Page extract:
*****

Unpacking OpenAI’s Amazonian Archaeology Initiative
Lori Regattieri / Jun 27, 2025
Anne Fehres and Luke Conroy & AI4Media / Better Images of AI / Hidden Labour of Internet Browsing / CC-BY 4.0
What if I told you that one of the most well-capitalized AI companies on the planet is asking volunteers to help them uncover “lost cities” in the Amazonia—by feeding machine learning models with open satellite data, lidar, “colonial” text and map records, and indigenous oral histories? This is the premise of the OpenAI to Z Challenge, a Kaggle-hosted hackathon framed as a platform to "push the limits" of AI through global knowledge cooperation. In practice, this is a product development experiment cloaked as public participation. The contributions of users, the mapping of biocultural data, and the modeling of ancestral landscapes all feed into the refinement of OpenAI’s proprietary systems. The task itself may appear novel. The logic is not. This is the familiar playbook of Big Tech firms—capture public knowledge, reframe it as open input, and channel it into infrastructure that serves commercial, rather than communal goals.
The "challenge” is marketed as a “digital archaeology” experiment, it invites participants from all around the world to search for “hidden” archaeological sites in the Amazonia biome (Brazil, Bolivia, Columbia, Ecuador, Guyana, Peru, Suriname, Venezuela, and French Guiana) using a curated stack of open-source data. The competition requires participants to use OpenAI’s latest GPT-4.1 and the o3/o4-mini models to parse multispectral satellite imagery, LiDAR-derived elevation maps (Light Detection and Ranging is a remote sensing technology that uses laser pulses to generate high-resolution 3D models of terrain, including areas covered by dense vegetation), historical maps, and digitized ethnographic archives. The coding teams or individuals need to geolocate “potential” archaeological sites, argue their significance using verifiable public sources, and present reproducible methodologies. Prize incentives total $400,000 USD, with a first-place award of $250,000 split between cash and OpenAI API credits.
While framed as a novel invitation to “anyone” to do archaeological research, the competition focuses mainly on the Brazilian territory, transforming the Amazonia and its peoples into an open laboratory for model testing. What is presented as scientific crowdsourcing is in fact a carefully designed mechanism for refining geospatial AI at scale. Participants supply not just labor and insight, but novel training and evaluation strategies that extend far beyond heritage science and into the commercial logics of spatial computing.
There is already a reaction to this settler-techno-colonialism in Brazil. The Society of Brazilian Archeology, or SAB, responded to the OpenAI-Kaggle competition with a formal statement of concern. Addressed to Brazil’s Cultural Heritage Authorities and the Ministry of Indigenous Peoples, the letter outlines a series of procedural and ethical violations. In Brazil, archaeological research is not only a regulated scientific field but a constitutional matter of cultural protection. IPHAN, the National Institute of Historical and Artistic Heritage, holds jurisdiction over archaeological sites and their safeguarding. Under Brazilian law, any project that involves locating or interpreting archaeological material must receive IPHAN’s approval. SAB highlights that the OpenAI to Z Challenge circumvents these processes. It frames archaeological detection as a data science task, dissociating it from the fieldwork, consent, and legal obligations that legitimate archaeology demands. By replacing professional protocols with leaderboard metrics, the competition encourages technical enthusiasm without institutional accountability or respect for the International Labor Organisation’s 169 Convention, to which Brazil is a signatory.

*****

Record excerpts:
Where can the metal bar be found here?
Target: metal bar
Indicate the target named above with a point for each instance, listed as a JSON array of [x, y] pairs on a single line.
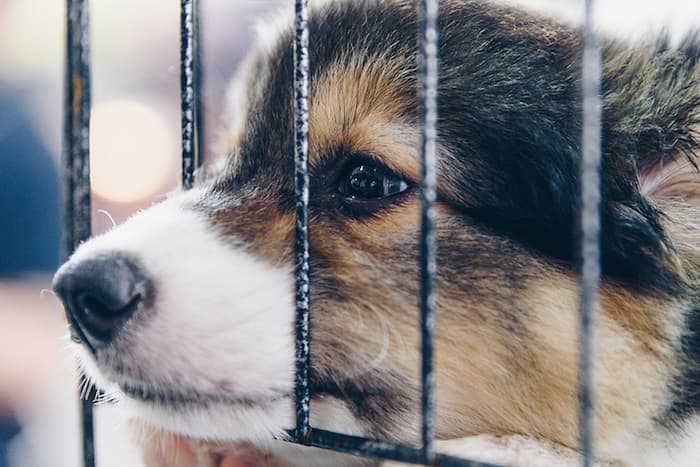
[[76, 162], [378, 449], [428, 262], [301, 186], [200, 128], [187, 89], [590, 223]]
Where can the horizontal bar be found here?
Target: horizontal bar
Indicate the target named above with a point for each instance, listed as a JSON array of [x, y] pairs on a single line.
[[377, 449]]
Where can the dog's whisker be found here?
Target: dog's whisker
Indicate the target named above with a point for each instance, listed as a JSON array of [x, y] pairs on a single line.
[[108, 215]]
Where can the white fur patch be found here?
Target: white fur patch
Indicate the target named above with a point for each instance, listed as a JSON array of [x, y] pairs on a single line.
[[221, 327]]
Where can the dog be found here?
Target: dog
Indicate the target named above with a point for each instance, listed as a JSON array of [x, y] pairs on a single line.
[[184, 314]]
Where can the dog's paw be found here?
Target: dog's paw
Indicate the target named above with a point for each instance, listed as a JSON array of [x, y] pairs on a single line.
[[511, 451]]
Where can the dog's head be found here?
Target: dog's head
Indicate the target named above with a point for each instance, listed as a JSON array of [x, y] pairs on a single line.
[[186, 311]]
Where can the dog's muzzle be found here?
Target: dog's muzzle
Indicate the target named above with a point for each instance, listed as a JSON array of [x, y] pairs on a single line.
[[100, 295]]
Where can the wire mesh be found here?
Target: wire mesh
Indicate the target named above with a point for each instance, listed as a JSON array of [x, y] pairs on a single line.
[[77, 209]]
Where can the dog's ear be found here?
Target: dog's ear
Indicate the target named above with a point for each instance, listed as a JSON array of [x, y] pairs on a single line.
[[652, 146]]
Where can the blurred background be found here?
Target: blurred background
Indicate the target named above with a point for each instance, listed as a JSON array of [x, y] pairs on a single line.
[[135, 162]]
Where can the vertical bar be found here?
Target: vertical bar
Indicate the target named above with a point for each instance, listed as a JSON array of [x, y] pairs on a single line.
[[76, 162], [199, 85], [187, 89], [429, 49], [590, 223], [301, 187]]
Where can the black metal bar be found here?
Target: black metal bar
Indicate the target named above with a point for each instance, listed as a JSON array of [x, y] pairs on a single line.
[[382, 450], [301, 177], [199, 85], [76, 162], [188, 102], [429, 49], [590, 223]]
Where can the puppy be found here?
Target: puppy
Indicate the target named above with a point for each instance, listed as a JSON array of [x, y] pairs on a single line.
[[185, 313]]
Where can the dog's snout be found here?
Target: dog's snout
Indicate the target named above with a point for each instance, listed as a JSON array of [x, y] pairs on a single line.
[[100, 294]]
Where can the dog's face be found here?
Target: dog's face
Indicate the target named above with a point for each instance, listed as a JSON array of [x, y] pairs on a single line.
[[186, 311]]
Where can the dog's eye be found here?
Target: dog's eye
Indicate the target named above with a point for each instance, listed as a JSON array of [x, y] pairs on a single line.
[[368, 180]]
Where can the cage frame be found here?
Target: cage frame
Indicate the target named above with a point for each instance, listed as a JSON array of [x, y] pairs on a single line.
[[77, 210]]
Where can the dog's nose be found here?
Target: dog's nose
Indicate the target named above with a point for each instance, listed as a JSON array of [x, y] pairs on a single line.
[[100, 294]]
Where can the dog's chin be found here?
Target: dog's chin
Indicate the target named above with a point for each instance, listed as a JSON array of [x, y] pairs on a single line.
[[208, 418]]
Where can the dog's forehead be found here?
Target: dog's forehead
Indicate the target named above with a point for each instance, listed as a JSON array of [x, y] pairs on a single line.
[[362, 91]]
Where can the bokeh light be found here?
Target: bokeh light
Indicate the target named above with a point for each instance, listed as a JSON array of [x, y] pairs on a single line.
[[133, 154]]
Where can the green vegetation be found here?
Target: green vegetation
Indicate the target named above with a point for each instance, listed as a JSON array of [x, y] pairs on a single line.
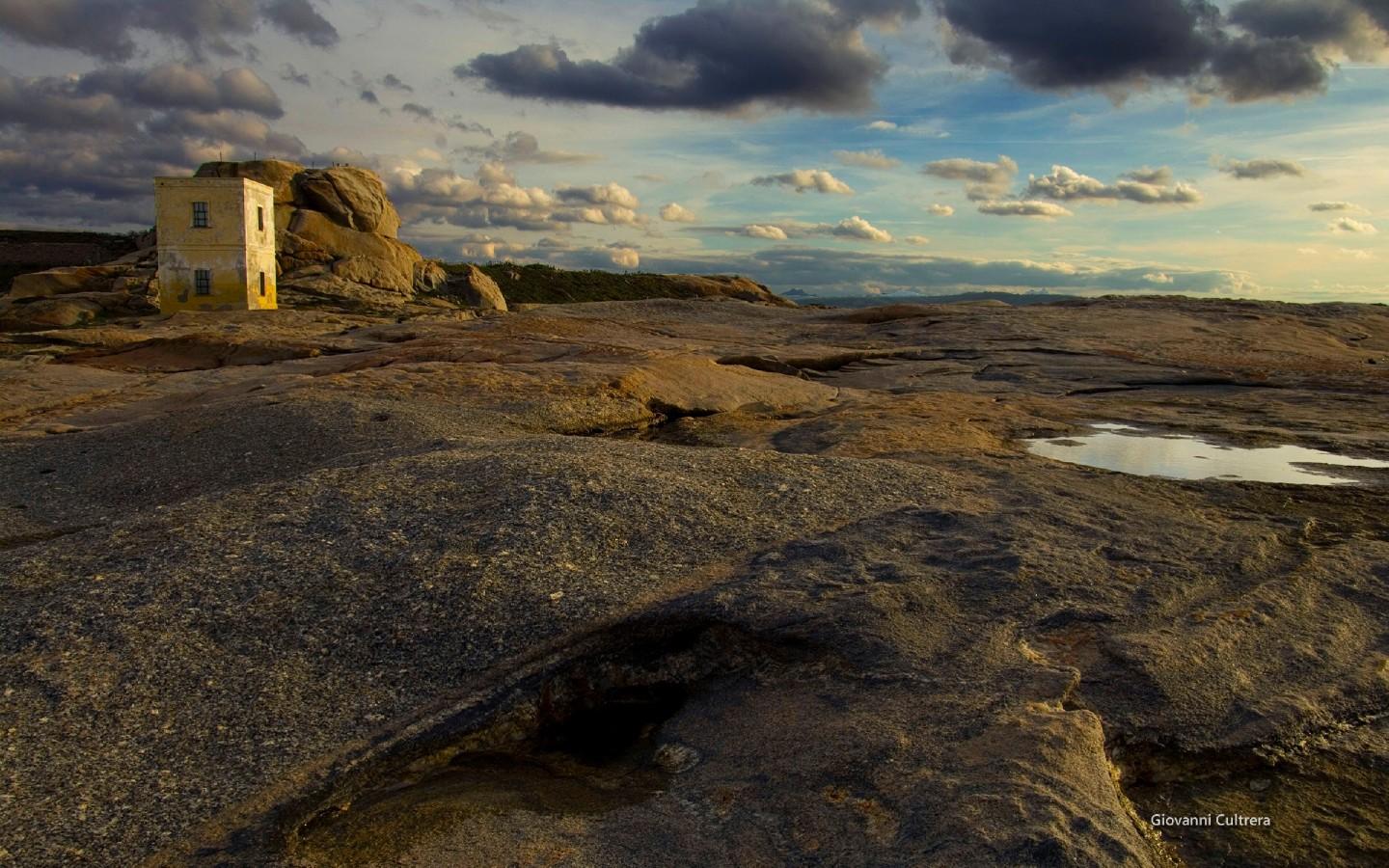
[[549, 285]]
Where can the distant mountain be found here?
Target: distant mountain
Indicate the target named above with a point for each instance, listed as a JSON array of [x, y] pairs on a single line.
[[1016, 299]]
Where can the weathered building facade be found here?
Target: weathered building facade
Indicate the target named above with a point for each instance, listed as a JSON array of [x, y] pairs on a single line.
[[217, 243]]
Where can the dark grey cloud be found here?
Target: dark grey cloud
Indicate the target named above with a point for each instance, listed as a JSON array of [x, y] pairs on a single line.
[[1064, 183], [1263, 49], [289, 72], [719, 56], [1354, 27], [107, 28], [185, 87], [1260, 170], [300, 19], [94, 142]]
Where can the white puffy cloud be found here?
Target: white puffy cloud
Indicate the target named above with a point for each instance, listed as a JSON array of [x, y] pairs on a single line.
[[1143, 186], [803, 180], [771, 233], [982, 180], [858, 228], [1351, 226], [1260, 170], [868, 158], [1020, 207], [675, 213], [625, 258]]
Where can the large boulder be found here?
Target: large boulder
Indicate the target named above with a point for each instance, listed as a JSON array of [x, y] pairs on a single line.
[[363, 258], [75, 296], [476, 289], [350, 196]]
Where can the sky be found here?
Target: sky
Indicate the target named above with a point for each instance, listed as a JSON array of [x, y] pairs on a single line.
[[874, 148]]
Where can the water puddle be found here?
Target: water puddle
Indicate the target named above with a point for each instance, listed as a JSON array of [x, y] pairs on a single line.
[[1132, 450]]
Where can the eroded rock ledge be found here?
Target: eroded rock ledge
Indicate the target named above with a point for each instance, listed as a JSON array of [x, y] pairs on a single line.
[[793, 561]]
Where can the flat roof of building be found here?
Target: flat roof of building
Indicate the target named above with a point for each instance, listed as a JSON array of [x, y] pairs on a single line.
[[208, 182]]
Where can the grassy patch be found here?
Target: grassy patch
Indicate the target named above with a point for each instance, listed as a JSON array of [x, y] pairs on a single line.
[[549, 285]]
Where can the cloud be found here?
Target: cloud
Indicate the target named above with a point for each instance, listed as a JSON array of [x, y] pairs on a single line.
[[803, 180], [1266, 49], [1067, 185], [868, 160], [1334, 205], [300, 19], [861, 230], [1016, 207], [177, 87], [830, 271], [1158, 176], [491, 198], [1353, 27], [524, 148], [82, 149], [720, 56], [984, 180], [677, 213], [771, 233], [106, 29], [853, 228], [625, 258], [289, 72], [1356, 227], [1257, 170], [608, 203]]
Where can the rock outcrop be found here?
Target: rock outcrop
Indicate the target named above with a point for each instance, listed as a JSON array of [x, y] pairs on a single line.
[[728, 286], [84, 295], [476, 289]]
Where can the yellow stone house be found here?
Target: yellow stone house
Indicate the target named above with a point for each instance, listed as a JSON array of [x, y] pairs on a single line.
[[217, 243]]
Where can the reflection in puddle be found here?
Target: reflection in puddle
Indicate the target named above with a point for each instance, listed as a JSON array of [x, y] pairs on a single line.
[[1130, 450]]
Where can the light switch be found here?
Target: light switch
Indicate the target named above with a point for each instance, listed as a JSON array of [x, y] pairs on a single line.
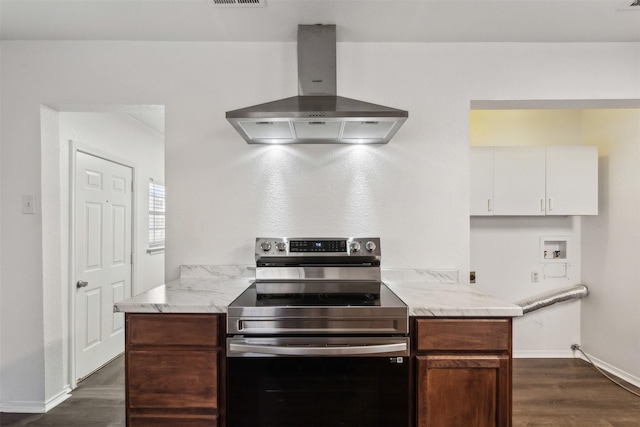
[[28, 204]]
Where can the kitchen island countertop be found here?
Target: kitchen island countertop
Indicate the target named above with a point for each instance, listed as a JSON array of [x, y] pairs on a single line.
[[214, 294]]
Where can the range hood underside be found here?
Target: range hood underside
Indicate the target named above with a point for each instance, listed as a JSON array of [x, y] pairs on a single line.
[[317, 119]]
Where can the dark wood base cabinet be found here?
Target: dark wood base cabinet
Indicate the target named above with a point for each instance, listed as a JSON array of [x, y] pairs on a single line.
[[463, 372], [174, 370]]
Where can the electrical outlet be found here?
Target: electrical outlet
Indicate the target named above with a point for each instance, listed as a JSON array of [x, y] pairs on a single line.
[[28, 204]]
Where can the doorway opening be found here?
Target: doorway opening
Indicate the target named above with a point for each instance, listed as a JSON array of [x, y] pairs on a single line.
[[130, 135]]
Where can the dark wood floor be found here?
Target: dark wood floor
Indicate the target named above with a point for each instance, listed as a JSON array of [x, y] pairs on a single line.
[[97, 402], [546, 392], [569, 393]]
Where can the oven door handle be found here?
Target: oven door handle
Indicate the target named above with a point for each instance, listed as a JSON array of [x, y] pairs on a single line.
[[346, 350]]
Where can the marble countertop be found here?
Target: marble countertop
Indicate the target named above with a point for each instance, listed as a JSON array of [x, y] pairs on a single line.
[[209, 289]]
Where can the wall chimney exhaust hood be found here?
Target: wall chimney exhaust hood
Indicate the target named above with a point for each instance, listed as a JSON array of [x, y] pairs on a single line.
[[317, 115]]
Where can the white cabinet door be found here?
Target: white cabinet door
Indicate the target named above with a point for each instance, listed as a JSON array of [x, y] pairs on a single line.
[[481, 202], [572, 180], [519, 181]]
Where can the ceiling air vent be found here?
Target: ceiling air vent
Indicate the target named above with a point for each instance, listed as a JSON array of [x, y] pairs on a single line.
[[239, 3]]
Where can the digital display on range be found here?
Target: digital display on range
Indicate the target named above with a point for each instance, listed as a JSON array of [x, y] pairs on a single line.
[[317, 246]]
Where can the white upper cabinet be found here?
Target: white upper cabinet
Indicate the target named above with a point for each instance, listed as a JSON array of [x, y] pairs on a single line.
[[481, 181], [572, 180], [518, 180], [533, 181]]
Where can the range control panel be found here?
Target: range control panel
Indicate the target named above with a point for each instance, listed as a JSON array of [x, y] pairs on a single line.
[[295, 247]]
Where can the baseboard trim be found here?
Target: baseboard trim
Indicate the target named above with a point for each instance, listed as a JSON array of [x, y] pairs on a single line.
[[57, 399], [31, 407], [543, 354], [631, 379]]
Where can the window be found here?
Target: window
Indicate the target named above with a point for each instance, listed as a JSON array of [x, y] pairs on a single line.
[[156, 217]]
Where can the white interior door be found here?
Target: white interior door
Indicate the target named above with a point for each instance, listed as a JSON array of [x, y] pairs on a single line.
[[103, 248]]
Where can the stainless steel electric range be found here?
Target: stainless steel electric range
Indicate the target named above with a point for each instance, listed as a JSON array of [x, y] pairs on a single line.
[[318, 339]]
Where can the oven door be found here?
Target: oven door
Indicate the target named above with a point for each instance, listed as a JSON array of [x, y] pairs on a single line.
[[303, 382]]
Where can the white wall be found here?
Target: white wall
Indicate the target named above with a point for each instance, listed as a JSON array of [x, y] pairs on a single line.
[[223, 193], [611, 245]]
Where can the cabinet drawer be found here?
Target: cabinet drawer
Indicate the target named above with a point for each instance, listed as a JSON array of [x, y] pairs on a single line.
[[172, 329], [464, 335], [172, 379], [162, 420]]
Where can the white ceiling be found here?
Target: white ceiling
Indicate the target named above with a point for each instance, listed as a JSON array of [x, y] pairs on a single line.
[[356, 20]]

*****

Requirement 1: List each kind of material that the article on OpenAI's Amazonian archaeology challenge says participants must parse with OpenAI's models.
Requirement 2: Repeat word for word the stretch of the article on OpenAI's Amazonian archaeology challenge from "While framed as" through "of spatial computing.".

Written response 1:
- Multispectral satellite imagery
- LiDAR-derived elevation maps
- Historical maps
- Digitized ethnographic archives

Written response 2:
While framed as a novel invitation to “anyone” to do archaeological research, the competition focuses mainly on the Brazilian territory, transforming the Amazonia and its peoples into an open laboratory for model testing. What is presented as scientific crowdsourcing is in fact a carefully designed mechanism for refining geospatial AI at scale. Participants supply not just labor and insight, but novel training and evaluation strategies that extend far beyond heritage science and into the commercial logics of spatial computing.